======== Reading passage
Gathering and drying herbs
So you have decided to grow herbs. Good for you! The more herbs you can grow the better I say! So now your wondering when to pick, cut and gather these wonderful garden goodies.
If your growing them indoors, which I highly suggest if you live in the colder climates, then you can pick and trim your plants whenever you want.
But if you grow them outdoors there are a few guidelines to follow to get the most from your herbal harvest. When herbs are harvested, preserved, and stored correctly they will be in the best condition for your year round use.
When to harvest herbs?
Harvest now or later?
This poses a good question. If you want to harvest just the leaves and stems of the plant then harvest them before it flowers. When a plant flowers it takes away from the plants essential oils because it takes alot of energy and nutrients to do so.
If you are wanting to harvest the flower heads then cut them just as they are opening and firm.
Seeds and seed heads should be harvested just before the seeds start to fall from the plant. When they are nice and dry.
If you are harvesting the roots or rhizomes then dig them up in the fall when the plants nutrients have gone back into the bulb or root.
What is the best time of the day to harvest herbs?
In the morning is the best suggested time to pick and gather your herbs.
With Calendula being one exception.
Always wait until all of the dew has dried and the leaves and stems are free of moisture. Picking them when they are wet or dewy can lead to the spread of unwanted fungal diseases between plants.
When are the Herbs ready for harvest?
That depends on the plant itself.
How old your plant is, is a major factor. Of course if it only has 2 or 3 leaves then by all means leave it alone and give the little fella a chance!
If your herbs are young its best to give them time to grow and become strong. For herbs such as Dill and Parsley, harvest only small amounts until the plant becomes large, then you can harvest up to a 1/3 of the plant without harming it. With herbs such as Rosemary, Thyme, Fennel and Sage, just to name a few, you'll want to harvest them right before they bloom. If you have newly planted perennial herbs then wait for them to become well established and strong before cutting them. Some flowering herbs like Red Clover and Chamomile are best when the flowers are just starting to open. This is also good for getting them to rebloom and have more flower heads. Some flowering herbs are best before their flowers open, like Lavender for example. To harvest the roots or rhizomes wait until the fall. Then divide them much like flowering bulbs such as daffodils and tulips. Make sure you leave enough to replant in your garden for next year.
Herb harvesting tips
- ALWAYS make sure that your herbs are free of pesticides or herbicides.
- Never harvest any diseased plants.
- I always give my plants a good shake or two to remove any unwanted insects.
- If you are harvesting wild plants make sure you know what your picking!! Take along a book with COLOR pictures for proper identification.
- NEVER pick plants that are endangered!
Herb drying methods
My favorite way to dry herbs is to tie them in small bundles, and hang them upside down in my kitchen. They are really attractive when hung in this manner, especially if tied with a bit of raffia or pretty ribbon.
But if your not going to use them right away store them in tightly closed jars,
preferably colored glass jars to keep out of the sunlight which can be damaging to the herbs potency. To dry seed heads tie the herbs in bundles and then place in a paper sack and hang upside down so that when the seed head is dry all the seeds will fall into the bag.
Alot of people ask me if drying herbs in a microwave is a good idea.
Well, that is entirely up to you, however, microwaves all have different temperature settings and you may end up with burned herbs instead of just nicely dried ones.
Some people like to freeze some of their herbs. But do a little research first to decide which herbs are best for this type of method. Some herbs don't like to be frozen as it really can turn them to mush!
================
======== Information shown
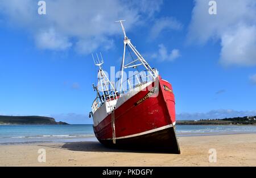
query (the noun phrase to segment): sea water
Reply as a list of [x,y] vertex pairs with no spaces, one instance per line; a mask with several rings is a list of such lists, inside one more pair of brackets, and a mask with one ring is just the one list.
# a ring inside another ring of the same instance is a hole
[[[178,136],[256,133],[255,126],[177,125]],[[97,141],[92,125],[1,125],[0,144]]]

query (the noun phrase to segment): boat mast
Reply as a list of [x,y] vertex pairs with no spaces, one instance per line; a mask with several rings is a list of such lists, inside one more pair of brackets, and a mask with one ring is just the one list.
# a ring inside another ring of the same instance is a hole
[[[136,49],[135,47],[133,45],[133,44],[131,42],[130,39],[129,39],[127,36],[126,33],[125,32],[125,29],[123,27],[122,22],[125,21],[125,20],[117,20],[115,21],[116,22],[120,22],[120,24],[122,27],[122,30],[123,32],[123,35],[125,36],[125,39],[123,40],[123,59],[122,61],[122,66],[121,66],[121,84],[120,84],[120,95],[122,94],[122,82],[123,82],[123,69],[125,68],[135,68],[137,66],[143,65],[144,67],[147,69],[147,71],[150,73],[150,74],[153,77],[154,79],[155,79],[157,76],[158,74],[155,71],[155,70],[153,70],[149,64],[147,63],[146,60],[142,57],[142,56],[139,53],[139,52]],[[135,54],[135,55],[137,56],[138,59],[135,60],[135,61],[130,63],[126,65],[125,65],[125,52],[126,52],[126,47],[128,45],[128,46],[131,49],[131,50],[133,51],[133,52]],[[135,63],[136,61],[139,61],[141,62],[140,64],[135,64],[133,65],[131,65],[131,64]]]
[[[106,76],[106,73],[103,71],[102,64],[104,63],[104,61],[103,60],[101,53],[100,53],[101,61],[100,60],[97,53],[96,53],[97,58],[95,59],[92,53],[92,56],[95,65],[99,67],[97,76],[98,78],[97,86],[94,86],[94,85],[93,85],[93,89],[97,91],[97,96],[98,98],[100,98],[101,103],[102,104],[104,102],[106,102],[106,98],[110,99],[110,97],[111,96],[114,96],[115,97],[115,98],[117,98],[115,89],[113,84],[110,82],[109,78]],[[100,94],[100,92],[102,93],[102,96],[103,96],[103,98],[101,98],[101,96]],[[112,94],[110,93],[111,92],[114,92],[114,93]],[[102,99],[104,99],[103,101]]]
================
▶ _What is required_
Answer these questions using the herb-harvesting guide above.
(a) What time of day does it suggest for picking herbs?
(b) In what season should roots or rhizomes be dug up?
(c) Why does it recommend colored glass jars for storing dried herbs?

▶ _Response to this task_
(a) In the morning, once the dew has dried.
(b) In the fall.
(c) They keep out sunlight, which can damage the herbs' potency.